Data items
^^^^
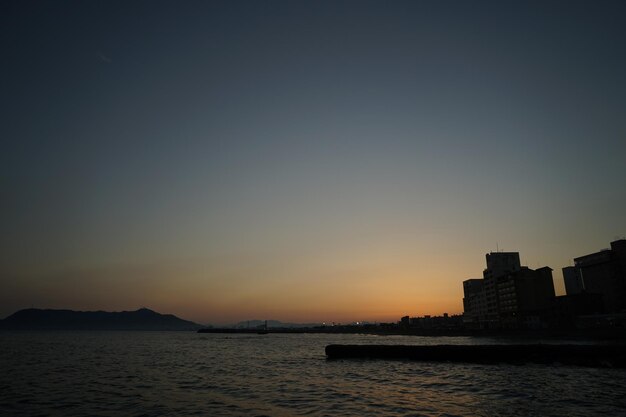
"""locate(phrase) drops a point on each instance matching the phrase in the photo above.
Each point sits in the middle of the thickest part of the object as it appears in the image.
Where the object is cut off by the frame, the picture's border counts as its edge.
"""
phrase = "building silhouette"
(573, 280)
(604, 273)
(509, 295)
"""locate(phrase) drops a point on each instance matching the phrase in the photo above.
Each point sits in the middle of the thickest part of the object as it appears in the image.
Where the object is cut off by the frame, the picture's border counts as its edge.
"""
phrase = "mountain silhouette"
(142, 319)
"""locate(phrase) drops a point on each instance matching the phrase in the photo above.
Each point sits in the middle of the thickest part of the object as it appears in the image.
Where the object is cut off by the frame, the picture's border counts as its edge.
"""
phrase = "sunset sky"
(302, 160)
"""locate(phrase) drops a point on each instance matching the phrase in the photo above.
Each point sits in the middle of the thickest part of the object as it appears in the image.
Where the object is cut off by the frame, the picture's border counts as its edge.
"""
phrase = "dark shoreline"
(612, 334)
(603, 356)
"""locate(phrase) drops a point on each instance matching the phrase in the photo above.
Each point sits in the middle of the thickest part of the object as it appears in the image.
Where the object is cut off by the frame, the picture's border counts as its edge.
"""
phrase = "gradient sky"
(302, 161)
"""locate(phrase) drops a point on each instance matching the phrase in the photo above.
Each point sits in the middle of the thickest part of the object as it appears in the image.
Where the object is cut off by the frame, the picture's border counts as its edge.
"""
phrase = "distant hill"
(142, 319)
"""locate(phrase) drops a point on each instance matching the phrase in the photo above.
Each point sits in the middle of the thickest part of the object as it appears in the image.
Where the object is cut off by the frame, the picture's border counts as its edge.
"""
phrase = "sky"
(305, 161)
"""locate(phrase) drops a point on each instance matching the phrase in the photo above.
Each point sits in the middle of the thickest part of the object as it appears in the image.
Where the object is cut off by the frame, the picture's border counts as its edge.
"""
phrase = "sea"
(125, 373)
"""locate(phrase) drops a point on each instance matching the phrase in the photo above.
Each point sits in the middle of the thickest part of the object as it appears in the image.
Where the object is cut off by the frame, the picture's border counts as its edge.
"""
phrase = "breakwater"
(580, 355)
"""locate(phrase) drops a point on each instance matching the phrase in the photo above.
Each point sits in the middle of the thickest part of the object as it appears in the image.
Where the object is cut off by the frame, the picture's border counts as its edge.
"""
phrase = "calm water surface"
(181, 373)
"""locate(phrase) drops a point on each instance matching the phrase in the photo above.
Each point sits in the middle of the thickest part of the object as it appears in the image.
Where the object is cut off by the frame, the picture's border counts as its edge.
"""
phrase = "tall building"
(604, 273)
(498, 264)
(525, 298)
(573, 280)
(474, 303)
(509, 295)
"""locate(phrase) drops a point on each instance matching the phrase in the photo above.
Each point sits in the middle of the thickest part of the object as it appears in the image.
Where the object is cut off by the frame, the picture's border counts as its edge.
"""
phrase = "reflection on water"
(154, 373)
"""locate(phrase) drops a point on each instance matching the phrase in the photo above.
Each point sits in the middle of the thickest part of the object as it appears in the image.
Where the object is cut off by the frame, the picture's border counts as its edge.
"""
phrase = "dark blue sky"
(302, 158)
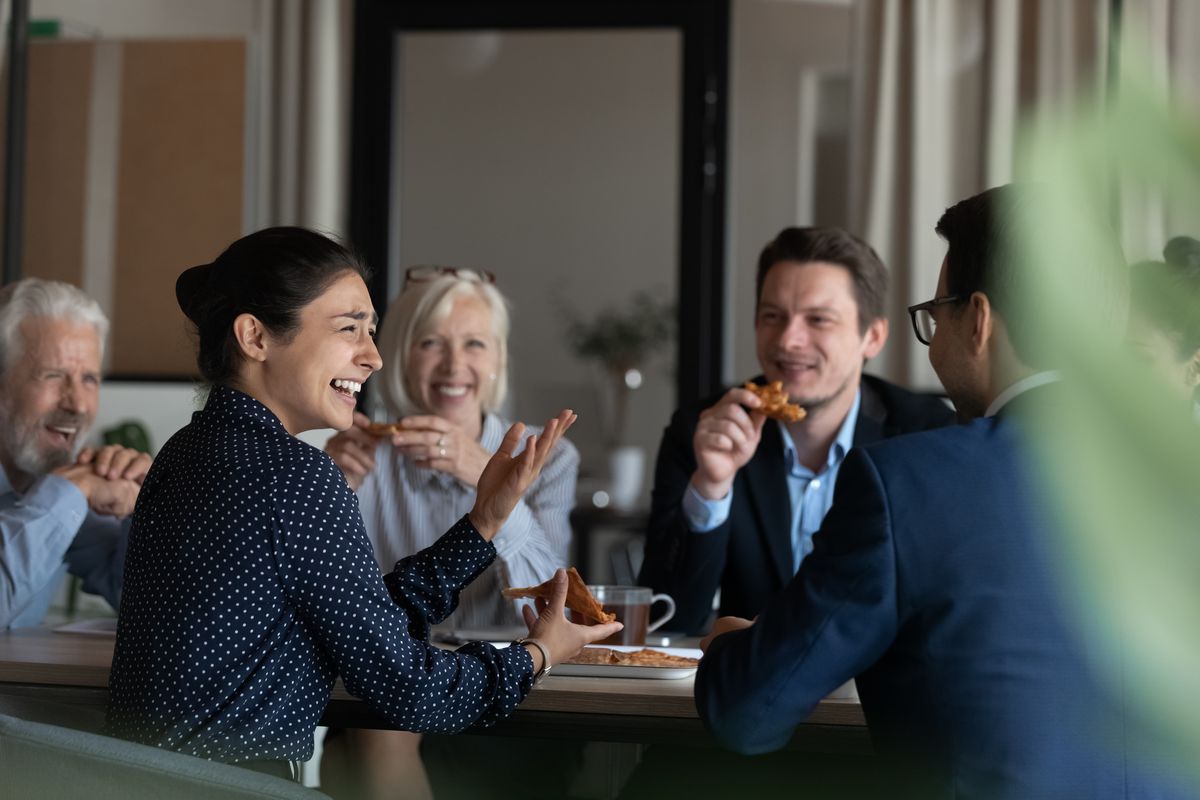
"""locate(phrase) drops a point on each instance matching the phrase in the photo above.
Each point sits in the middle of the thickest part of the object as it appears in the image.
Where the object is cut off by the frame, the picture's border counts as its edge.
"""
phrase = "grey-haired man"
(61, 507)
^^^^
Will you restate every entry word for word and omit the images?

■ Written response ■
"""locate(phrase) drops a point on each instance matching the phrase in the photo above.
Each point sits in the middle of the thickest part of the object as it appears in the image.
Where the object is cut off by the frame, the picture's border counts as its edge.
"""
phrase = "building silhouette"
(573, 280)
(604, 273)
(509, 295)
"""locate(phrase) drops a point on each instance matching the phrase in the photo above.
Each point sits in the middle of the thickest part of the object as it appears in the image.
Where the object is cut off by the frame, the picture's border counts as its edge.
"""
phrase = "mountain silhouette"
(142, 319)
"""locate(phrase) drops a point on each instance matching the phrase in the photo above.
Each point sits in the middle of the thickest part of the object as it appears in the image.
Where the object is cut off by the frame, the picture's border counts as its edge.
"""
phrase = "sunset sky"
(302, 160)
"""locate(phrase) drops a point on each instance matching the phrase in the photo above.
Each point sits in the middle of the thickest part of the object as it appears in the image.
Where the object is cut off by the frame, the picture's border counts as its edge.
"""
phrase = "dark shoreline"
(612, 334)
(603, 356)
"""locate(phrase) drops a point on each instance matching the phrase in the photo above.
Each point sits in the middle of the thickest part of the object as it appears in the image.
Where the object is cut off by the frame, the picture's border counts as its edge.
"""
phrase = "gradient sky"
(302, 161)
"""locate(phrase) drops a point on each instance matching the phrase in the photo above.
Each point sits in the middle of the thickest part of the object as it appears in the image.
Where the object is cut off by the frame, the picture's border counts as its edge.
"""
phrase = "distant hill"
(142, 319)
"""locate(phrase) drops a point on each instance matching the phrase in the photo above.
Each point sits in the middle of the thickest part of the object as it appears in the image.
Where the object is cut off by the frame, the picture's border counts as its edge.
"""
phrase = "sky"
(305, 161)
"""locate(phrase) drops a point on each instance matching the phrase in the photo above.
Each point sits in the middle of the thickest part of the object as it appears in the image.
Where the object is cut off by the frame, the picture's border counts as its edge.
"""
phrase = "sea"
(125, 373)
"""locate(phrase) drops a point on each instance matching the phrase in the photo above.
Each point sits in the middle of the thickest part of the object as it appears in the image.
Where the object is cut off by the frame, the picture's border counts as its edge.
"""
phrase = "breakwater"
(580, 355)
"""locate(phrase) drops a point on each instance matching the phrase in the photo above.
Each point sits in the middle of the thickest part of the object as it appears in the image.
Where the object is cut off by the frame, the picture's border counts as its edge.
"""
phrase = "calm water surface"
(181, 373)
"""locate(phrase) drops a point on each instance matching the phrase in the photo above.
Each point sits in the middle of the thickest part of the object as it appears in the image.
Where the object is cut off by the frame, the picture's border counts as its edge.
"""
phrase = "tall building"
(604, 273)
(498, 264)
(525, 298)
(573, 280)
(474, 303)
(509, 295)
"""locate(phrase) drops a point on each instance matching the phrase in the photo above.
Each point sits in the middle of the thickest part of the object as it appears in the image.
Where the object is cut off by the frame, the picture's border counts as its edge.
"""
phrase = "reflection on water"
(154, 373)
"""locate(phrase) drops a point on each instance matching the phrase in the photo above.
Each point sits in the middle of the thickest part of the object as it appears in the image.
Where the object is cut off by the frame, the picture's border counts as its edge.
"""
phrase = "dark blue sky"
(302, 158)
"""locate(phrase) drops a point on each instance matching the phrase in the photo above.
Each point sits in the middle of the thickest part of the object as it appears in the image.
Where the object is cut off by the frame, the picture's border counts as its edge.
"""
phrase = "grey-haired man"
(61, 507)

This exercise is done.